## Short task
Render the rows between the lines holding "Return one point per instance of the deer shoulder" and "pixel 618 333", inclusive, as a Markdown table with an Index column numbering each line and an Entry column giving the line, skipping blank lines. Leave the pictures out.

## Material provided
** begin **
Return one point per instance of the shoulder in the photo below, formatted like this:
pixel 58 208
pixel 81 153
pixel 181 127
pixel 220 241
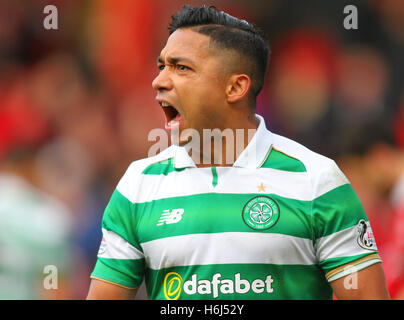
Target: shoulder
pixel 129 183
pixel 323 173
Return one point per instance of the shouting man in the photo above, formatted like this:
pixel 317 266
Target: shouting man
pixel 265 219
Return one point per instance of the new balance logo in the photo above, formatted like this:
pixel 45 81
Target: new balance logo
pixel 168 217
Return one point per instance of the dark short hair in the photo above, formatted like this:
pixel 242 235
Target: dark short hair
pixel 228 32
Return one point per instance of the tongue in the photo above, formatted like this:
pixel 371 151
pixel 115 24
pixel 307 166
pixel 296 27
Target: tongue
pixel 174 123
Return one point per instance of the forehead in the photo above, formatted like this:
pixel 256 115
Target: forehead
pixel 188 44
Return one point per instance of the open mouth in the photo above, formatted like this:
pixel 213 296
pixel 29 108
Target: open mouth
pixel 173 117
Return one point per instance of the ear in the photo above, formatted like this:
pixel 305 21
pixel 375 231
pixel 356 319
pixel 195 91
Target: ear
pixel 237 87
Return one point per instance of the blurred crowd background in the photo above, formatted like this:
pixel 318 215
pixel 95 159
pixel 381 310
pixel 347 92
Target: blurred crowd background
pixel 76 107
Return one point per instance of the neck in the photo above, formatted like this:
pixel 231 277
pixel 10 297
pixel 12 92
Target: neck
pixel 222 146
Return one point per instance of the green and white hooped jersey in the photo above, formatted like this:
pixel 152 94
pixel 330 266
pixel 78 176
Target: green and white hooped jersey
pixel 281 223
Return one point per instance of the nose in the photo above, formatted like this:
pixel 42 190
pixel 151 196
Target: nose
pixel 162 81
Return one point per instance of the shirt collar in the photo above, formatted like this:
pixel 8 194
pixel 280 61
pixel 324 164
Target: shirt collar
pixel 253 156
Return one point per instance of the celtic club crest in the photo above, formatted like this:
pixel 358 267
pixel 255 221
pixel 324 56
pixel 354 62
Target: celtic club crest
pixel 261 213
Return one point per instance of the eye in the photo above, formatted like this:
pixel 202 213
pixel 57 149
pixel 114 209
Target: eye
pixel 182 67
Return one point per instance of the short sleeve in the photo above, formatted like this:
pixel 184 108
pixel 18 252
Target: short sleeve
pixel 344 241
pixel 120 259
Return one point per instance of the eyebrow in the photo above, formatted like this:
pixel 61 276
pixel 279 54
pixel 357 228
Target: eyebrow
pixel 174 60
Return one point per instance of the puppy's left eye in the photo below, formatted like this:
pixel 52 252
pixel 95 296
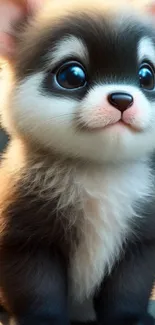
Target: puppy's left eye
pixel 146 77
pixel 71 75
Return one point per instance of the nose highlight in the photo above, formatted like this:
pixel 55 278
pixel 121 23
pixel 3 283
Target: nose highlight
pixel 121 101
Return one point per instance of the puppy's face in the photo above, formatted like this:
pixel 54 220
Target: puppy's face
pixel 86 86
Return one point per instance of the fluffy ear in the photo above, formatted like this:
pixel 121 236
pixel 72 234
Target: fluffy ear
pixel 12 12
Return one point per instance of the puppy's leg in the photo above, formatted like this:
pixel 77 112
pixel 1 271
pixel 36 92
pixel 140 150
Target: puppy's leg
pixel 34 287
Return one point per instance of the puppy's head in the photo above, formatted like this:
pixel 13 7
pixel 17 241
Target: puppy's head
pixel 84 81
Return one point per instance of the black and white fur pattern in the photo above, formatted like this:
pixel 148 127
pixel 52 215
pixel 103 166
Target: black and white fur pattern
pixel 77 208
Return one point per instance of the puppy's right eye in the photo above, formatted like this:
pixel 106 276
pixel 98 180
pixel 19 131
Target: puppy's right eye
pixel 71 76
pixel 146 77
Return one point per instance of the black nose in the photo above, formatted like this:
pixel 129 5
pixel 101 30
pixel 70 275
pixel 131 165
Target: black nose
pixel 120 100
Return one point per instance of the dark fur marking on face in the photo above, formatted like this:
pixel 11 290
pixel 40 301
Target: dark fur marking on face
pixel 112 52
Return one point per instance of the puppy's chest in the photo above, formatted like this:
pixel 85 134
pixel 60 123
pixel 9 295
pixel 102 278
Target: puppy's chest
pixel 108 208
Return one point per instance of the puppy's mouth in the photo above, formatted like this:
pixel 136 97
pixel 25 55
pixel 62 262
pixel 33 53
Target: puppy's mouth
pixel 115 126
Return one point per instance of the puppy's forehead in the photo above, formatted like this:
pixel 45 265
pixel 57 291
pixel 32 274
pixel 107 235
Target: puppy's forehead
pixel 100 41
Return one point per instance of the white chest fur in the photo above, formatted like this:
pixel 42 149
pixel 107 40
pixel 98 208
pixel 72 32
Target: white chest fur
pixel 108 203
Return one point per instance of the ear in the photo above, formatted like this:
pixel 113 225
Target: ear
pixel 12 12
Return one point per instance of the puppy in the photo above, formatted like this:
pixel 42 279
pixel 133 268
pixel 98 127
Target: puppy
pixel 77 201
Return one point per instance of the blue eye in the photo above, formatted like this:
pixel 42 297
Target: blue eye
pixel 71 76
pixel 146 77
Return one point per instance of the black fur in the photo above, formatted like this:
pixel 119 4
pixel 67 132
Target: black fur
pixel 34 244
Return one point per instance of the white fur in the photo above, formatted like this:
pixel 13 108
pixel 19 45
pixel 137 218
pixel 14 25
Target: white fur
pixel 146 50
pixel 31 111
pixel 109 196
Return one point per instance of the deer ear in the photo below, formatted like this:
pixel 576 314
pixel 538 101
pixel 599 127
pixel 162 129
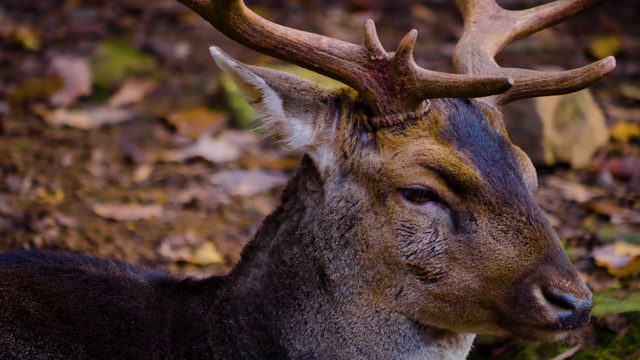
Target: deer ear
pixel 301 113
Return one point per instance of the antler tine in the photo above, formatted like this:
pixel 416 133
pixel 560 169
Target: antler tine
pixel 389 84
pixel 488 28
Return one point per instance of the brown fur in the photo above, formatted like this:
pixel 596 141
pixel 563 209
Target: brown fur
pixel 347 267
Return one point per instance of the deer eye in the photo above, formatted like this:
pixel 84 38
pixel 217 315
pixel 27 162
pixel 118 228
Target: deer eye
pixel 419 195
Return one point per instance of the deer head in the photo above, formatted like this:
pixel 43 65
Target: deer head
pixel 416 201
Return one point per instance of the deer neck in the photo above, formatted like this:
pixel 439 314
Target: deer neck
pixel 297 282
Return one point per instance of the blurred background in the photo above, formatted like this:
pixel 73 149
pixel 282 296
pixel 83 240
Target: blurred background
pixel 120 138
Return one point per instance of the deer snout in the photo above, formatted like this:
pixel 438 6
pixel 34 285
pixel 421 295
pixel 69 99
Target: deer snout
pixel 572 311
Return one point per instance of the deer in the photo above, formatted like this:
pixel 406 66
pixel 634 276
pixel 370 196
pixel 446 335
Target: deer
pixel 409 227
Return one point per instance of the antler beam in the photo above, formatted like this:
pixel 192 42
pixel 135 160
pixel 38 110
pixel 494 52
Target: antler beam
pixel 389 84
pixel 488 28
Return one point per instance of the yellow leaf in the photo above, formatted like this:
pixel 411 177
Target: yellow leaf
pixel 197 121
pixel 28 37
pixel 620 259
pixel 625 131
pixel 606 45
pixel 207 254
pixel 51 198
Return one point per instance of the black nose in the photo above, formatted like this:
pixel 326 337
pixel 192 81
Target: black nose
pixel 573 312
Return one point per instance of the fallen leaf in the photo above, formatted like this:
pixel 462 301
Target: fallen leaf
pixel 84 119
pixel 620 259
pixel 34 89
pixel 189 247
pixel 573 116
pixel 606 45
pixel 247 183
pixel 207 254
pixel 195 122
pixel 609 304
pixel 51 197
pixel 128 212
pixel 573 191
pixel 624 131
pixel 226 147
pixel 630 91
pixel 76 77
pixel 133 91
pixel 28 37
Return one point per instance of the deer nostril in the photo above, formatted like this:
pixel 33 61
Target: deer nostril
pixel 572 311
pixel 561 301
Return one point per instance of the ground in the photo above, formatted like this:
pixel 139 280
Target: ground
pixel 133 177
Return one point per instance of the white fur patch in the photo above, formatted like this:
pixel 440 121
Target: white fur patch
pixel 295 133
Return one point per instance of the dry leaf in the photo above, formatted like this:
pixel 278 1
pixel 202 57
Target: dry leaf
pixel 28 36
pixel 606 45
pixel 228 146
pixel 207 254
pixel 84 119
pixel 620 259
pixel 189 247
pixel 574 128
pixel 133 91
pixel 247 182
pixel 195 122
pixel 624 131
pixel 75 73
pixel 123 212
pixel 573 191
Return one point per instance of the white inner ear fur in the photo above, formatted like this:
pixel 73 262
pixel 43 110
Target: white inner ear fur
pixel 297 134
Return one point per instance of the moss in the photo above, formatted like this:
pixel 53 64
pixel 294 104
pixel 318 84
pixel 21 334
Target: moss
pixel 607 346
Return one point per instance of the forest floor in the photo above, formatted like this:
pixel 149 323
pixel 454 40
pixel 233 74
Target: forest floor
pixel 120 138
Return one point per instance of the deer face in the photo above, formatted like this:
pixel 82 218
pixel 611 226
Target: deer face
pixel 453 236
pixel 456 198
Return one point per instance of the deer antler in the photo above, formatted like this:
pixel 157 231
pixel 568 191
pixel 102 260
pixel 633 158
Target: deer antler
pixel 488 28
pixel 392 85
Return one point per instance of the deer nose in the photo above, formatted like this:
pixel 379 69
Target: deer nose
pixel 572 311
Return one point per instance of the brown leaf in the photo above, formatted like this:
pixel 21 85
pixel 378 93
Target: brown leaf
pixel 227 147
pixel 573 191
pixel 620 259
pixel 193 123
pixel 75 73
pixel 189 247
pixel 606 45
pixel 247 182
pixel 34 89
pixel 133 91
pixel 576 117
pixel 84 119
pixel 125 212
pixel 624 131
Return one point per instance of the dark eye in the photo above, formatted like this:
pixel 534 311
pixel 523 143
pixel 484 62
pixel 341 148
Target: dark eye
pixel 419 195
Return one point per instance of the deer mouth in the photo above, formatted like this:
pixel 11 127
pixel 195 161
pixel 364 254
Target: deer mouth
pixel 547 314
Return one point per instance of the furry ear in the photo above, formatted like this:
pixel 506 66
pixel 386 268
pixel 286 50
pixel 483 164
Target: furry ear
pixel 301 113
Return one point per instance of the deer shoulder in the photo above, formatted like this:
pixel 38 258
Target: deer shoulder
pixel 409 227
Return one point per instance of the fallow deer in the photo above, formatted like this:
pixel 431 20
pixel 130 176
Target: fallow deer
pixel 409 227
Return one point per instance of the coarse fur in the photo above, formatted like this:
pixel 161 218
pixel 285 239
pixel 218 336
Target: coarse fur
pixel 350 265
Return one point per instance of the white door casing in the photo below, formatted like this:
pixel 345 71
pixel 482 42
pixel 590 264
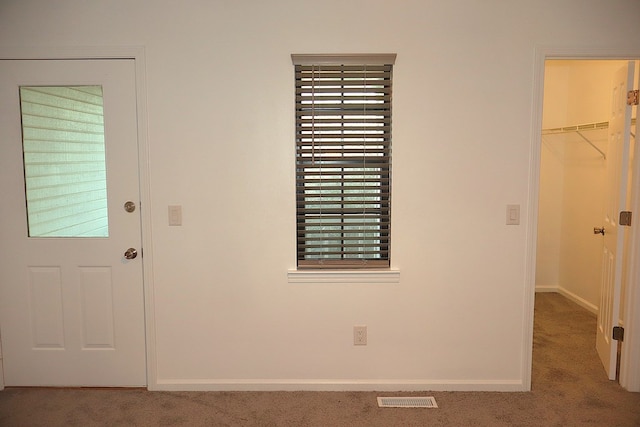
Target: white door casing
pixel 72 309
pixel 616 185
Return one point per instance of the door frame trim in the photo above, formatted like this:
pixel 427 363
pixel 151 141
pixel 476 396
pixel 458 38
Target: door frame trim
pixel 630 361
pixel 138 55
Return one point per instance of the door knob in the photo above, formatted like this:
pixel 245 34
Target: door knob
pixel 130 253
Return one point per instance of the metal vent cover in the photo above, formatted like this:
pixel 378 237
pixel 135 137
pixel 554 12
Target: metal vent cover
pixel 407 402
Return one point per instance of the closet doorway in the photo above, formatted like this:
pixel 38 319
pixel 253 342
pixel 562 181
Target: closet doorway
pixel 576 110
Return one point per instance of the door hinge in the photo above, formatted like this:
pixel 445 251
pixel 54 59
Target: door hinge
pixel 625 218
pixel 618 333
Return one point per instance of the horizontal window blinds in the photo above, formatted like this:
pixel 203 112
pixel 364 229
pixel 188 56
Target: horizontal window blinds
pixel 343 161
pixel 64 160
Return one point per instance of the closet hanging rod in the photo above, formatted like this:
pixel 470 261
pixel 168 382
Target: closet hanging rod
pixel 577 128
pixel 585 127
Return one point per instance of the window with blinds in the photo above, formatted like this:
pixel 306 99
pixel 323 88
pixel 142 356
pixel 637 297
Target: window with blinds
pixel 343 160
pixel 64 161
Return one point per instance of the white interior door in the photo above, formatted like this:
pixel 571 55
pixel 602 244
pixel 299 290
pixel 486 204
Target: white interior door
pixel 617 180
pixel 71 302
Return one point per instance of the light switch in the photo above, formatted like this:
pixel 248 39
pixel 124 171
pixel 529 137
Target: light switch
pixel 175 215
pixel 513 214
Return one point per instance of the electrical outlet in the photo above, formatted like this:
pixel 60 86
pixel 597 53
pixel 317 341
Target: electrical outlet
pixel 359 335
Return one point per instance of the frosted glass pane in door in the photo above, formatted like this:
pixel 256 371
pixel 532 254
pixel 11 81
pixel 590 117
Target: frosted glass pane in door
pixel 64 161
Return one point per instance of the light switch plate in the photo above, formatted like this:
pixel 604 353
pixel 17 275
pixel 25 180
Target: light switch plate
pixel 175 215
pixel 513 214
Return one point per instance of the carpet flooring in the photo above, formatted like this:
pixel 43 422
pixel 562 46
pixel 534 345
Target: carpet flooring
pixel 569 388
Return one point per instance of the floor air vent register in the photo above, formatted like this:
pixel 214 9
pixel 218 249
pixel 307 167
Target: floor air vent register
pixel 407 402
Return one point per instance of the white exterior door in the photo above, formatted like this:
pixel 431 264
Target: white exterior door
pixel 71 302
pixel 617 183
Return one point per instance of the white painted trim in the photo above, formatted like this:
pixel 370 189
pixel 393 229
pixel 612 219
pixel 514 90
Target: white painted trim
pixel 339 385
pixel 630 375
pixel 630 361
pixel 343 276
pixel 578 300
pixel 546 288
pixel 137 53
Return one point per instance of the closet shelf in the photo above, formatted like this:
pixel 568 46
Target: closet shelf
pixel 584 128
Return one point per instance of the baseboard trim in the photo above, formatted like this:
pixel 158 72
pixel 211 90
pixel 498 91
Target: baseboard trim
pixel 578 300
pixel 547 288
pixel 569 295
pixel 338 385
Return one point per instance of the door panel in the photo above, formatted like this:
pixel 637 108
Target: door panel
pixel 71 304
pixel 616 186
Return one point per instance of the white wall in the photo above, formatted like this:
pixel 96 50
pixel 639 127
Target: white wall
pixel 221 144
pixel 572 182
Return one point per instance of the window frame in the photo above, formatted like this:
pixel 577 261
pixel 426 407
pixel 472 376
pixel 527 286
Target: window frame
pixel 372 242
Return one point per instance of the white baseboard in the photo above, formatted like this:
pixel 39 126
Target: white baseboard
pixel 570 295
pixel 547 288
pixel 338 385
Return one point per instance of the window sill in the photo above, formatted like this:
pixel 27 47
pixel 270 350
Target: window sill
pixel 343 276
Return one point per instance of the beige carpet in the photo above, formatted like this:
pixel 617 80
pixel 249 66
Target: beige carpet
pixel 569 389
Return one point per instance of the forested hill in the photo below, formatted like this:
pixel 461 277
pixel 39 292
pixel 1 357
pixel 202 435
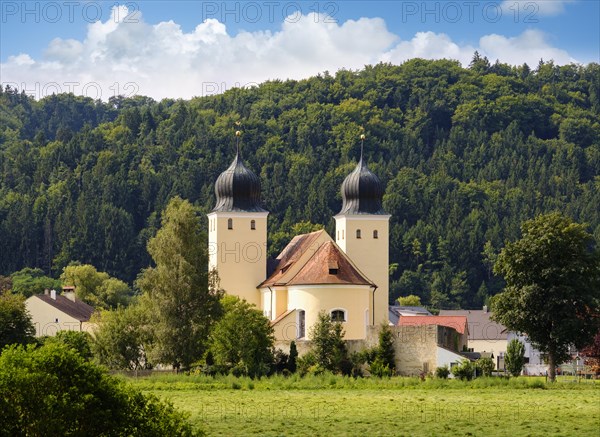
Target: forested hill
pixel 466 156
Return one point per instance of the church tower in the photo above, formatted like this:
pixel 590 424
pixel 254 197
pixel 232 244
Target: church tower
pixel 362 232
pixel 237 231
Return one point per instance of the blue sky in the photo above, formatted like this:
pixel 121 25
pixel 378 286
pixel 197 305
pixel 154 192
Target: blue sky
pixel 188 48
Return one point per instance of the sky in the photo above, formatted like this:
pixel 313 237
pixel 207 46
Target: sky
pixel 182 49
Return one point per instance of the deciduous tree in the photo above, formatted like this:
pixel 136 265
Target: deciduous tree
pixel 552 289
pixel 242 340
pixel 15 322
pixel 183 298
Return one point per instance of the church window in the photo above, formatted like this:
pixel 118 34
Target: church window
pixel 338 315
pixel 301 324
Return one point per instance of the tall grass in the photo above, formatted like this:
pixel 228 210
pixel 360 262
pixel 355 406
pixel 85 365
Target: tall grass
pixel 328 381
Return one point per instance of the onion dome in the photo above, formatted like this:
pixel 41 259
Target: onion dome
pixel 362 191
pixel 237 188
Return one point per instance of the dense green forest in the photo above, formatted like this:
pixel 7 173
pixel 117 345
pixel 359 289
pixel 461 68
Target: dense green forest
pixel 466 154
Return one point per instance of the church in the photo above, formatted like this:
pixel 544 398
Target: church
pixel 346 277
** end **
## Reply
| Index | Entry |
|---|---|
| 1 | Return one point per instance of the deer shoulder in the photo above, formatted like this: |
| 2 | pixel 38 258 |
| 3 | Target: deer shoulder |
| 4 | pixel 409 227 |
| 5 | Return one point per instance of the fallow deer in the photo above, formatted like this: |
| 6 | pixel 431 20 |
| 7 | pixel 130 176 |
| 8 | Target: fallow deer |
| 9 | pixel 409 227 |
| 10 | Return one point per instance of the coarse fur in the photo above, formatted like this: |
| 11 | pixel 161 218 |
| 12 | pixel 285 239 |
| 13 | pixel 218 336 |
| 14 | Target: coarse fur |
| 15 | pixel 350 265 |
| 16 | Return one point per instance of the white door casing in the photo below, formatted like this: |
| 17 | pixel 345 71 |
| 18 | pixel 482 42 |
| 19 | pixel 590 264 |
| 20 | Target: white door casing |
| 21 | pixel 72 309 |
| 22 | pixel 616 185 |
| 23 | Return one point per instance of the door frame trim in the photo above, formatted like this: |
| 24 | pixel 427 363 |
| 25 | pixel 151 141 |
| 26 | pixel 476 396 |
| 27 | pixel 458 38 |
| 28 | Target: door frame trim |
| 29 | pixel 630 361 |
| 30 | pixel 138 55 |
| 31 | Return one point per instance of the door knob in the photo above, formatted like this: |
| 32 | pixel 245 34 |
| 33 | Target: door knob |
| 34 | pixel 130 253 |
| 35 | Return one point per instance of the metal vent cover in the photo above, formatted like this: |
| 36 | pixel 378 237 |
| 37 | pixel 135 137 |
| 38 | pixel 554 12 |
| 39 | Target: metal vent cover |
| 40 | pixel 407 402 |
| 41 | Return one point per instance of the closet doorway in the photo above, formatted like this: |
| 42 | pixel 38 319 |
| 43 | pixel 253 342 |
| 44 | pixel 562 181 |
| 45 | Target: closet doorway |
| 46 | pixel 576 110 |
| 47 | Return one point per instance of the door hinge in the photo above, formatted like this: |
| 48 | pixel 445 251 |
| 49 | pixel 54 59 |
| 50 | Target: door hinge |
| 51 | pixel 625 218 |
| 52 | pixel 618 333 |